- **Task to carry out**
Can you retype only the lines from the one with "the white packaging" through the final line of the material, exactly as given?
===== Input =====
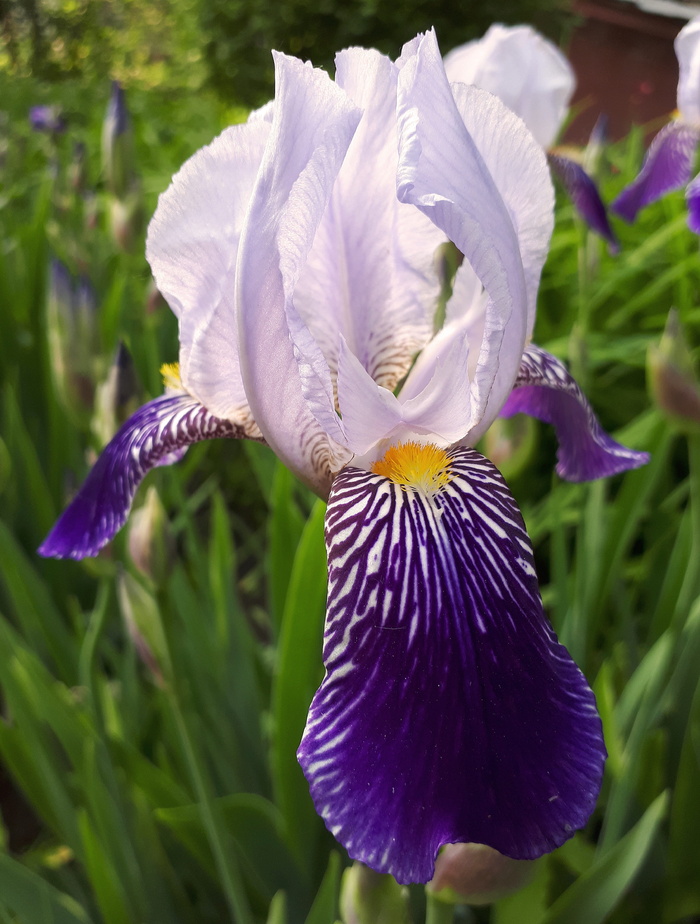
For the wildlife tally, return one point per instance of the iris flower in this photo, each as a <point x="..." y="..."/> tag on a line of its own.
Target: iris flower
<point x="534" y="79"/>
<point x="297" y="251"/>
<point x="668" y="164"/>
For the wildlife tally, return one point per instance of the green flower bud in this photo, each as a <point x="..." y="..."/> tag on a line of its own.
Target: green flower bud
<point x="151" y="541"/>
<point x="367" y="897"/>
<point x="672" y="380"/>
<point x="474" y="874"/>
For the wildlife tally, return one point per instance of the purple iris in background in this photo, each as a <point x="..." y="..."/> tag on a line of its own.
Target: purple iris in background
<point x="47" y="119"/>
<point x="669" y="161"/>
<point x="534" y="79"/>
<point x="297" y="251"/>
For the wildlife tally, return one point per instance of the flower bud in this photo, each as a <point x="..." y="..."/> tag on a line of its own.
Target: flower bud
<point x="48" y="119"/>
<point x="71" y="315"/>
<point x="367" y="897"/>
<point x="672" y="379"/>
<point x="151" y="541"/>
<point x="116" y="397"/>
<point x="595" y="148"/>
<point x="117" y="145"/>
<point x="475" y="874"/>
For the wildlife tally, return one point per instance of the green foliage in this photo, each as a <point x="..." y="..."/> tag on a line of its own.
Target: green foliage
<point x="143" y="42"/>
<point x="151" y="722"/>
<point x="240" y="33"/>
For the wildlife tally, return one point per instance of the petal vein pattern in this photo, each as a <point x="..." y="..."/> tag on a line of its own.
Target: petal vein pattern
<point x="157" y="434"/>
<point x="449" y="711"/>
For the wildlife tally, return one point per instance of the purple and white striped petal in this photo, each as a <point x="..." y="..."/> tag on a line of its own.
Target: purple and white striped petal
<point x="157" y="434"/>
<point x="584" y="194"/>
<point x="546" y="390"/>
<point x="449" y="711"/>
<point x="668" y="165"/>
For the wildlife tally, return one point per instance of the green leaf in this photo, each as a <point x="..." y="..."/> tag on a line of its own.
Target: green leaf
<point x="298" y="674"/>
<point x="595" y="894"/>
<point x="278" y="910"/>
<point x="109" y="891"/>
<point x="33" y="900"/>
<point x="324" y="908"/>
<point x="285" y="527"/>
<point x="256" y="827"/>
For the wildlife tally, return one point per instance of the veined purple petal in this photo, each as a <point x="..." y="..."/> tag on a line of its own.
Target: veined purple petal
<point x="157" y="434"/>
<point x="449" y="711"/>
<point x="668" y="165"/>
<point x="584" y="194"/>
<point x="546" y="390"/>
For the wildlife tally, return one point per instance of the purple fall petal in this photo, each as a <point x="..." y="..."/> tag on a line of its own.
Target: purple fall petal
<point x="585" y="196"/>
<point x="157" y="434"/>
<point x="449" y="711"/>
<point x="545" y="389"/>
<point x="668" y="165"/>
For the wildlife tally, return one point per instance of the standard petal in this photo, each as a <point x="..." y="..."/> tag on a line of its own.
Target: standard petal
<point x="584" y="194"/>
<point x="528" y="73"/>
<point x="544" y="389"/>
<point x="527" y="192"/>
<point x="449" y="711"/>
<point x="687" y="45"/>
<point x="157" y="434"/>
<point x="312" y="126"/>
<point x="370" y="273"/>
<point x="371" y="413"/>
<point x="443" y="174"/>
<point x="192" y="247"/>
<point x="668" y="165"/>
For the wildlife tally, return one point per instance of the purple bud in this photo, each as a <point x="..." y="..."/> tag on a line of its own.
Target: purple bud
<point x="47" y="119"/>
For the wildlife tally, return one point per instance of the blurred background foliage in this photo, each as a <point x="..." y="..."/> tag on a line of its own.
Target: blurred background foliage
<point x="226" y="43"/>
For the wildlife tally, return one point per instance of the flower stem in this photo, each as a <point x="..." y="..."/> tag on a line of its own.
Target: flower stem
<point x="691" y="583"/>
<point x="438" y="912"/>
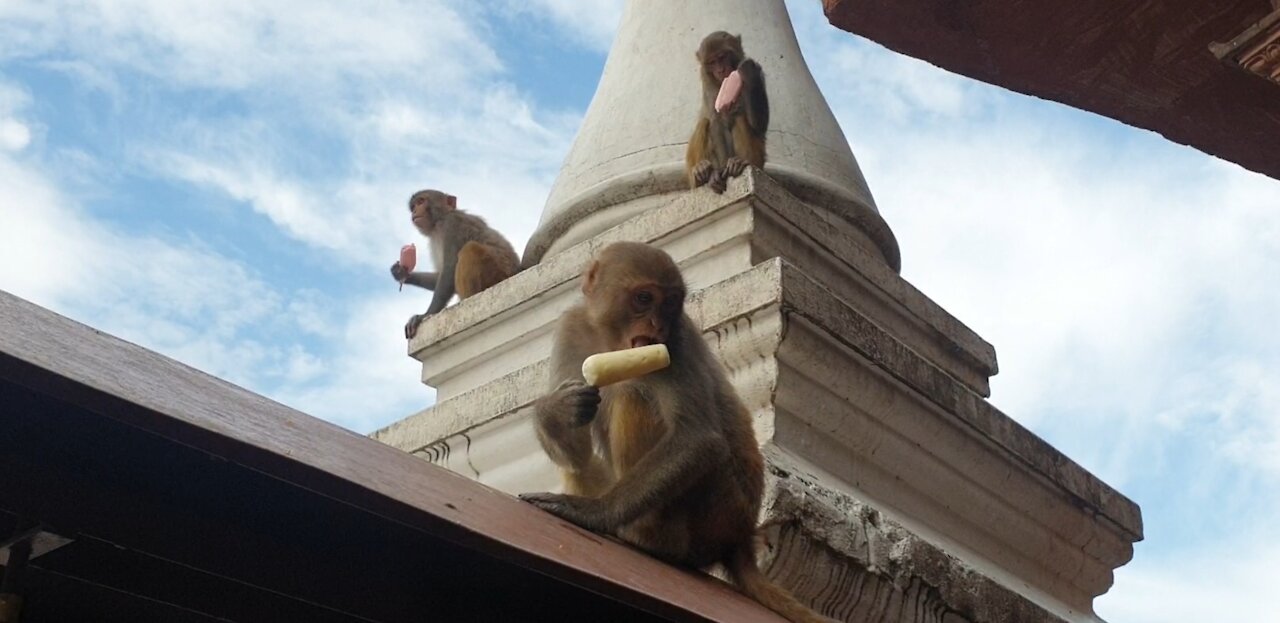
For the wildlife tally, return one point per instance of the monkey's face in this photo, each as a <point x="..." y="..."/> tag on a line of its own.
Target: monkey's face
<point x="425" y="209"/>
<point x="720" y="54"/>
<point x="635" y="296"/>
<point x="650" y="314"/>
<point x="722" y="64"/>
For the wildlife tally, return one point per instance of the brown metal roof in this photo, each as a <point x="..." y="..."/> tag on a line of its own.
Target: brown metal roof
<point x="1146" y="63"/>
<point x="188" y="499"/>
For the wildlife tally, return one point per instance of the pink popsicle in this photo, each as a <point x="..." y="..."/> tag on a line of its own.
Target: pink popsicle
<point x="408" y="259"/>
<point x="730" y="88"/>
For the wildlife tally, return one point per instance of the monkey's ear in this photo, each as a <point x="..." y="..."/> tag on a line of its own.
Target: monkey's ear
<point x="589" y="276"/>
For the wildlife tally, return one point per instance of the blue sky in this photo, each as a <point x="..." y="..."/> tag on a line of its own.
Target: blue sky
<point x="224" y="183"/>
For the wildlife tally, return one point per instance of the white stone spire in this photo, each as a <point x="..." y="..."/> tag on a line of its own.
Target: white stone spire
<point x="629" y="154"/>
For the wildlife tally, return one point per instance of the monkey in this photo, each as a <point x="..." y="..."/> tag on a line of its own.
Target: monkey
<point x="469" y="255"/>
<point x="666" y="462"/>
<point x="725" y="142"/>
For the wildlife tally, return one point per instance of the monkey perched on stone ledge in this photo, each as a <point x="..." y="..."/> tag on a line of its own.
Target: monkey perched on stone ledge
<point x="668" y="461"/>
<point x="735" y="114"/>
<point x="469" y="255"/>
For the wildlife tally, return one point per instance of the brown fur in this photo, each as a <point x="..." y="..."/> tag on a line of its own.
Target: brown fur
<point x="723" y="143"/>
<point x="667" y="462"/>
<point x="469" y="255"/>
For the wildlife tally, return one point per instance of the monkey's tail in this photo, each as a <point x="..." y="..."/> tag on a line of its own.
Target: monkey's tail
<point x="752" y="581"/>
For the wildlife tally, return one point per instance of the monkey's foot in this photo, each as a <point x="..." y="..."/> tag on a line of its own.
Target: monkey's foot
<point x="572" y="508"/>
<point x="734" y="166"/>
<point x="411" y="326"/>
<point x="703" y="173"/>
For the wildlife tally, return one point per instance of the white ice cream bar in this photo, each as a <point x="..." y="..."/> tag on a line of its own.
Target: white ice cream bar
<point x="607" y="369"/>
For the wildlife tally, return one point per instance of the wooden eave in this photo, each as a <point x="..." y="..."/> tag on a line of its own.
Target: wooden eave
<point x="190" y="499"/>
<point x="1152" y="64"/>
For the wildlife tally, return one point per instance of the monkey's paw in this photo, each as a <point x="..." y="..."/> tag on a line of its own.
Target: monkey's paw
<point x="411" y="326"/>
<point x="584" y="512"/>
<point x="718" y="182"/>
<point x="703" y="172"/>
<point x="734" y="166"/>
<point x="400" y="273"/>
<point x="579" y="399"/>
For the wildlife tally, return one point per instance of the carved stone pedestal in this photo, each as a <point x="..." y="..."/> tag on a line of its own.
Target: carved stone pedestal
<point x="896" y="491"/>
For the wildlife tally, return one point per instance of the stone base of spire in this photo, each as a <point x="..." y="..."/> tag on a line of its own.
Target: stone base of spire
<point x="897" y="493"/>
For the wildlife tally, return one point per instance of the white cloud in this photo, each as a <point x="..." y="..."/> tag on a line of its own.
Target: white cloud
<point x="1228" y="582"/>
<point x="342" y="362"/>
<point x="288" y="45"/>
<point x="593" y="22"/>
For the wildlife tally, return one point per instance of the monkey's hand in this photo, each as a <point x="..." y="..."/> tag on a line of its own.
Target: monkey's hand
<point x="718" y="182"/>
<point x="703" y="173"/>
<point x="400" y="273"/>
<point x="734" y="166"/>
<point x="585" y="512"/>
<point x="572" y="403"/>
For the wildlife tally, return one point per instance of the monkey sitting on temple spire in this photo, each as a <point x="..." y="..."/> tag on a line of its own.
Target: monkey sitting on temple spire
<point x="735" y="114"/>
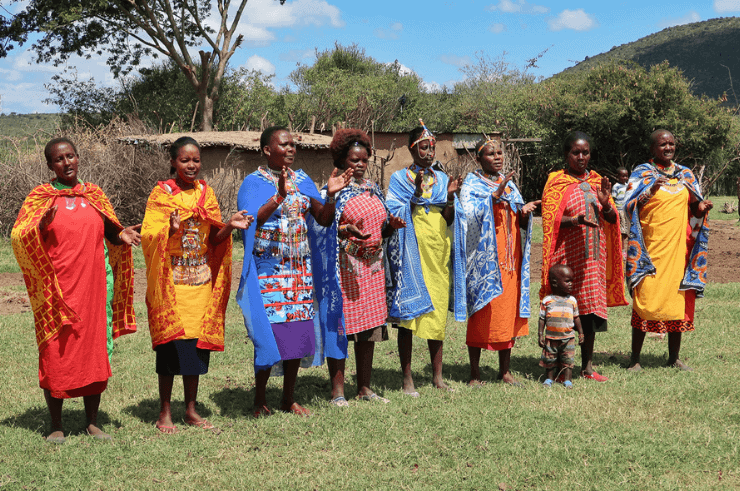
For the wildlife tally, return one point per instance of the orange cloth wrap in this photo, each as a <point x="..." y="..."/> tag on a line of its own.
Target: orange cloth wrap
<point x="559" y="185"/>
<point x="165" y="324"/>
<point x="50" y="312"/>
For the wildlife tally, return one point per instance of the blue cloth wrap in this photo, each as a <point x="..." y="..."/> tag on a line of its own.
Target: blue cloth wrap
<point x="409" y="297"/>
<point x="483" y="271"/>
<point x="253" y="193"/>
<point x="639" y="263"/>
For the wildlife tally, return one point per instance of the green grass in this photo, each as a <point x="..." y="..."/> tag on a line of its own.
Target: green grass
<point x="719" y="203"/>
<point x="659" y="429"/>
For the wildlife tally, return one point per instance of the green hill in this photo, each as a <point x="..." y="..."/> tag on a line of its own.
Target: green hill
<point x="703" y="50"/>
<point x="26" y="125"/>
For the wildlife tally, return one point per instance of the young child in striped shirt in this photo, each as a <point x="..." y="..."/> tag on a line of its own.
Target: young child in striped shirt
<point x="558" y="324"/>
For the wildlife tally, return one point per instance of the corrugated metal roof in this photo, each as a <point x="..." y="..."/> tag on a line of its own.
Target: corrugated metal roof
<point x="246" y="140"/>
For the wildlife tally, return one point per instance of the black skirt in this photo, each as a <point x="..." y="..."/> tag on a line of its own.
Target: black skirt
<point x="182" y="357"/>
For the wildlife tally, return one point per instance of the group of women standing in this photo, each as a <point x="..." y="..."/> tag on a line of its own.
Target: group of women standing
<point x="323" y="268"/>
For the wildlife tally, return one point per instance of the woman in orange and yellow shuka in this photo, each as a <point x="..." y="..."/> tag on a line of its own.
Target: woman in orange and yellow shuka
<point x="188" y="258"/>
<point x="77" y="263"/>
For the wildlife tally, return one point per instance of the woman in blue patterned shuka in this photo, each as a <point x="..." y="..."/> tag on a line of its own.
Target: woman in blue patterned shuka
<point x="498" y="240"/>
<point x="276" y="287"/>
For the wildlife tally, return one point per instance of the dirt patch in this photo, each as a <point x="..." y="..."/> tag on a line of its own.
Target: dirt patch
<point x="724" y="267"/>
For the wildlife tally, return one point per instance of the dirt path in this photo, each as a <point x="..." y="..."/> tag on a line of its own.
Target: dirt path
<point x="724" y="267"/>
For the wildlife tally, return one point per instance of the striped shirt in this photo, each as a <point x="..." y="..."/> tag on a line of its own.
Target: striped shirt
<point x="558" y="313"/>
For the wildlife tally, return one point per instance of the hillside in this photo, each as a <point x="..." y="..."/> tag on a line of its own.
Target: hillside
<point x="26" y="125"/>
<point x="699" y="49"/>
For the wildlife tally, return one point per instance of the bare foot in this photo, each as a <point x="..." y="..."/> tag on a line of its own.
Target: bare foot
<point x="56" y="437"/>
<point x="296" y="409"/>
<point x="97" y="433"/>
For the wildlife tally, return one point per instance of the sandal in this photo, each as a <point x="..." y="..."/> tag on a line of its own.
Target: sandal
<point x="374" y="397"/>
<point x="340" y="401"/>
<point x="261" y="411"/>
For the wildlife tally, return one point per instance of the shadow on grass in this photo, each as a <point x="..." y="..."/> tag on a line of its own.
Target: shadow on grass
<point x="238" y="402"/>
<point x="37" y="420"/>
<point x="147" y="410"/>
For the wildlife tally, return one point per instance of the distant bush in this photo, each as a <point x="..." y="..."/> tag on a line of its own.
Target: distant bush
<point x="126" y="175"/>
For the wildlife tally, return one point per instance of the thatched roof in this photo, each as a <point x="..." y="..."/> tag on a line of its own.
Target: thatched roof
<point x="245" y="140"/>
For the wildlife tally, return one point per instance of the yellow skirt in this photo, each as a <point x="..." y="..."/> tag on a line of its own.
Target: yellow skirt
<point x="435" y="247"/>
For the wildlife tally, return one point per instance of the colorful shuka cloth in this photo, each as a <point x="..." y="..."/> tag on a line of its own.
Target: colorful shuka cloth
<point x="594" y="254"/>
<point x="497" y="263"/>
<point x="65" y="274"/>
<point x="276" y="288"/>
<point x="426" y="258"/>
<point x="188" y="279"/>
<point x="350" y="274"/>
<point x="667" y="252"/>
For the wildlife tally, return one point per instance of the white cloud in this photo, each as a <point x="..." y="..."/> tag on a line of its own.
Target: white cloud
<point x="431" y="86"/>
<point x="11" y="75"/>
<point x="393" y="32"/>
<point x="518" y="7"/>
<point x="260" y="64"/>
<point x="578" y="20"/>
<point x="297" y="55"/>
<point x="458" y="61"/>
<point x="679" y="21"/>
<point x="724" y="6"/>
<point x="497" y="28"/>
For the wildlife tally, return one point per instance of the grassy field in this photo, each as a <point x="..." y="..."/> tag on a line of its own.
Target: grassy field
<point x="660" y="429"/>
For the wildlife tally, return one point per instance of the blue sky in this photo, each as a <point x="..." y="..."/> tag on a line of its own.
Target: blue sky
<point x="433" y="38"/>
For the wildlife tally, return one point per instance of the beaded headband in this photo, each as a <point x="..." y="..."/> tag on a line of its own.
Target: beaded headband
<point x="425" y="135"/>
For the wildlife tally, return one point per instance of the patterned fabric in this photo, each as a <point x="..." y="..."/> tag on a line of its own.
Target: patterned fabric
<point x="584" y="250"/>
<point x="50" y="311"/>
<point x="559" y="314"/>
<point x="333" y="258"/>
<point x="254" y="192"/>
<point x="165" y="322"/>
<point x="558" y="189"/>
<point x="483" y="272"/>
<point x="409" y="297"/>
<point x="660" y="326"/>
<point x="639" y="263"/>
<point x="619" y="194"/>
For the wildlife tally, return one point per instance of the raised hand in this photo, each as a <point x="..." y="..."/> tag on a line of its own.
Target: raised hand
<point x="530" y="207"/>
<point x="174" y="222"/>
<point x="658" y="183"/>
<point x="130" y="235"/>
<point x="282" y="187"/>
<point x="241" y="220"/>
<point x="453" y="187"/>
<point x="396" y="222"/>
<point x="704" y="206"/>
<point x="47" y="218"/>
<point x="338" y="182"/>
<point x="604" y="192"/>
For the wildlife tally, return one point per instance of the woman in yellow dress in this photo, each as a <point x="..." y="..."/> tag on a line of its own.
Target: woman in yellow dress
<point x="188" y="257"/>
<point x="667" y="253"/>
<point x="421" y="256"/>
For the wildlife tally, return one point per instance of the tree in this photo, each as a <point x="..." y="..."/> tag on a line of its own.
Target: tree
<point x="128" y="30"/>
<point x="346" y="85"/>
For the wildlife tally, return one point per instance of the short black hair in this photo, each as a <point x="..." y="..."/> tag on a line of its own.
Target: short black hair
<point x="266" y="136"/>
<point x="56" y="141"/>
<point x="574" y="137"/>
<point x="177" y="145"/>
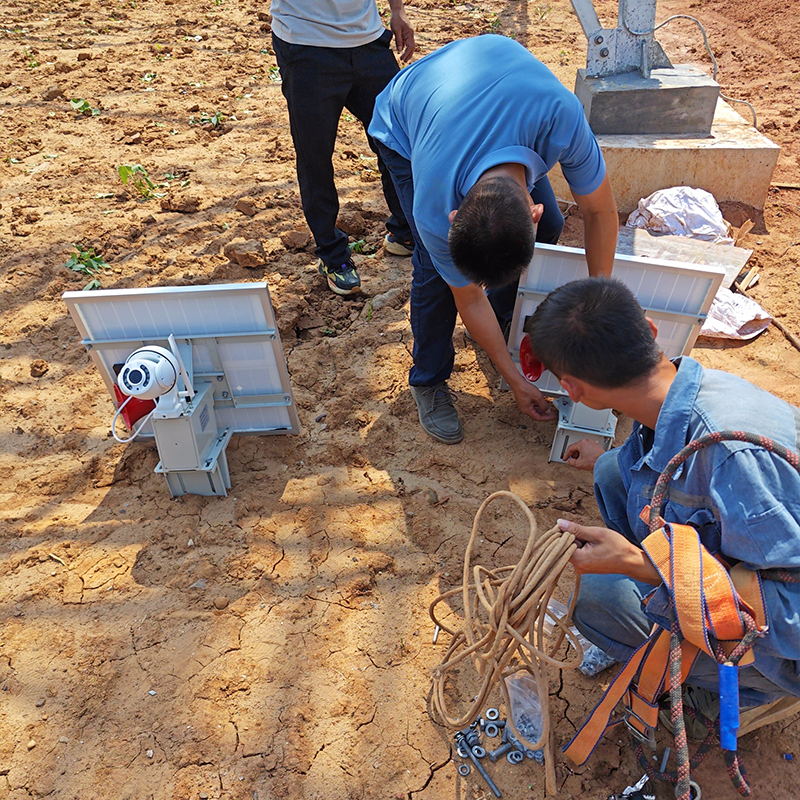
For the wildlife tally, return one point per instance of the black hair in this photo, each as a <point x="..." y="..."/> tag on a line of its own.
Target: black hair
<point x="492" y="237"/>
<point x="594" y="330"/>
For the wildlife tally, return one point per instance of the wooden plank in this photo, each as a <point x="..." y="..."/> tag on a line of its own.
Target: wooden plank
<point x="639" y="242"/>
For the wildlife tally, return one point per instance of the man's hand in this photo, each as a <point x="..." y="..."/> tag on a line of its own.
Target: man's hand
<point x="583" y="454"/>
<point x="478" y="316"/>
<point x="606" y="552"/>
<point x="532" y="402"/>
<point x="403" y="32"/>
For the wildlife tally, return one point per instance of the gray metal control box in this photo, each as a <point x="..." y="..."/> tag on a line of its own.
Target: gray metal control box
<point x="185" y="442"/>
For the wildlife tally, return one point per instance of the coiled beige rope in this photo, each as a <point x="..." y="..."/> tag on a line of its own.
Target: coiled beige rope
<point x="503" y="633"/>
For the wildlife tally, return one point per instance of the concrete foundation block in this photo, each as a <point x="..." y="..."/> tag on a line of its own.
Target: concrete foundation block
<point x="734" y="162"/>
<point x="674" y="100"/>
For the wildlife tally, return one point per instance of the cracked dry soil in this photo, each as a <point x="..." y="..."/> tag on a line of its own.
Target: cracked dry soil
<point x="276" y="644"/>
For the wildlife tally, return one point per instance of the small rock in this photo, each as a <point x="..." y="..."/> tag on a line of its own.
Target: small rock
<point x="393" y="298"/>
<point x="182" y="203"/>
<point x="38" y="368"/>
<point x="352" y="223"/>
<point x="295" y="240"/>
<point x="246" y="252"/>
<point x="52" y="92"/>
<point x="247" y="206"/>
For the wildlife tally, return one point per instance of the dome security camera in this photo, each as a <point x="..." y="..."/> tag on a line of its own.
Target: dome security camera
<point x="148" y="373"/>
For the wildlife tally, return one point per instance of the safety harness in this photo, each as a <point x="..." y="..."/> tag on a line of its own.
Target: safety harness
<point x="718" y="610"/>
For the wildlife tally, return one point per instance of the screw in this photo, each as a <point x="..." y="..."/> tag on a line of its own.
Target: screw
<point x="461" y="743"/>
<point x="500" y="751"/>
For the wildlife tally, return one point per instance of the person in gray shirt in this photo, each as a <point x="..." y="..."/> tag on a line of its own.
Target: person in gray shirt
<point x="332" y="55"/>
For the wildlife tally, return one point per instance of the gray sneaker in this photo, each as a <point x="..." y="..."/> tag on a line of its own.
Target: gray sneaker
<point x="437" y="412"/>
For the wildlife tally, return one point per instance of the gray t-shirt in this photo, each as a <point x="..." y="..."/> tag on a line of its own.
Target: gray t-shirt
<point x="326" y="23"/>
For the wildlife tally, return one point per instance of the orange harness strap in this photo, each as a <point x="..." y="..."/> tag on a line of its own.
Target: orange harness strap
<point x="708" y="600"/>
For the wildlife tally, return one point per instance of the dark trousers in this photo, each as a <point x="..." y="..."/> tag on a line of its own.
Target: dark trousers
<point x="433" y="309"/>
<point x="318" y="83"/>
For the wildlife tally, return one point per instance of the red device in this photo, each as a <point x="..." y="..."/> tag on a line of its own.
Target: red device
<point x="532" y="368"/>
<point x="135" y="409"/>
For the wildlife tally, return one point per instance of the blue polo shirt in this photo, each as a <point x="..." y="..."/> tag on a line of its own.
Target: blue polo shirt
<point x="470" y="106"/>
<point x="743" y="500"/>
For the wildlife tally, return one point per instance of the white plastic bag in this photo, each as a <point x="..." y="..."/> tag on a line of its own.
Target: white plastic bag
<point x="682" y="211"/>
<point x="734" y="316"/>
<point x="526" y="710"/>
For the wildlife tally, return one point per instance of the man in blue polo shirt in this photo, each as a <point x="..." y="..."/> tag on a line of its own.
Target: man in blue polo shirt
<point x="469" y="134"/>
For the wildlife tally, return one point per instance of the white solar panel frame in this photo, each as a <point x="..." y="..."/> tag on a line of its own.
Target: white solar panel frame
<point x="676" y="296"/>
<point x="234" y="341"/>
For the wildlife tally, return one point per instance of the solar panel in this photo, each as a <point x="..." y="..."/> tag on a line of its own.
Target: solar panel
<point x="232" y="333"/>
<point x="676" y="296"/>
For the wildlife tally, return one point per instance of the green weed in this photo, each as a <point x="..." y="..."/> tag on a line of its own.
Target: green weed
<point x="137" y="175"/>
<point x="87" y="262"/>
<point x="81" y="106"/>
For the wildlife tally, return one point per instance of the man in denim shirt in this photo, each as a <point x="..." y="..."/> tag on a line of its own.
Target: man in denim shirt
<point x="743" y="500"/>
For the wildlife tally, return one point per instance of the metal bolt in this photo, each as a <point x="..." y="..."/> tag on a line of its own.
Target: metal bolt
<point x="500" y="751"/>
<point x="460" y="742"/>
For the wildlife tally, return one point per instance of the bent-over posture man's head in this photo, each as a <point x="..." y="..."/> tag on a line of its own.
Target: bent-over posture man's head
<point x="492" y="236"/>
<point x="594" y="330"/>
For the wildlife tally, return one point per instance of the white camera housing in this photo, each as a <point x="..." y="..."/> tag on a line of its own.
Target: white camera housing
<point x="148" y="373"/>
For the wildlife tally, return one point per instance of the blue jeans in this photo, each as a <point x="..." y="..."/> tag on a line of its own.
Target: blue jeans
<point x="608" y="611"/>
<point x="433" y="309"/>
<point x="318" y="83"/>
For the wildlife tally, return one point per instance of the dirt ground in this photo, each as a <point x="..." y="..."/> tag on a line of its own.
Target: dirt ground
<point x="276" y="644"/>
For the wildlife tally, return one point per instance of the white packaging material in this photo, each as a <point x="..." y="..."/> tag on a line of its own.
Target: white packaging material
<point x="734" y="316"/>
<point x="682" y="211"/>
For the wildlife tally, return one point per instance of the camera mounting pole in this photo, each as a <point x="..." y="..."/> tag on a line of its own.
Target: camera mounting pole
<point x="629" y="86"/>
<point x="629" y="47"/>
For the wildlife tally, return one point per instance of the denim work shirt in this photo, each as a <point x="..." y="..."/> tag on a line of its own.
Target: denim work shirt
=====
- **Full response**
For the wildlife tally, return one point per instance of the white packaging material in this photo, each as a <point x="..." y="..."/> tag on a line of its own.
Target: white packaging material
<point x="734" y="316"/>
<point x="682" y="211"/>
For the wildlife tally, return one point per instance of the camera mounting pole in this photo, each as a <point x="..." y="..."/> tag on a line of its own.
Target: camera mounting pole
<point x="629" y="86"/>
<point x="629" y="47"/>
For the wildlife tally, return one point per instance of the denim work shirt in this photo, each as a <point x="..." y="..."/> tag on a line of its own.
Target: denim work shirt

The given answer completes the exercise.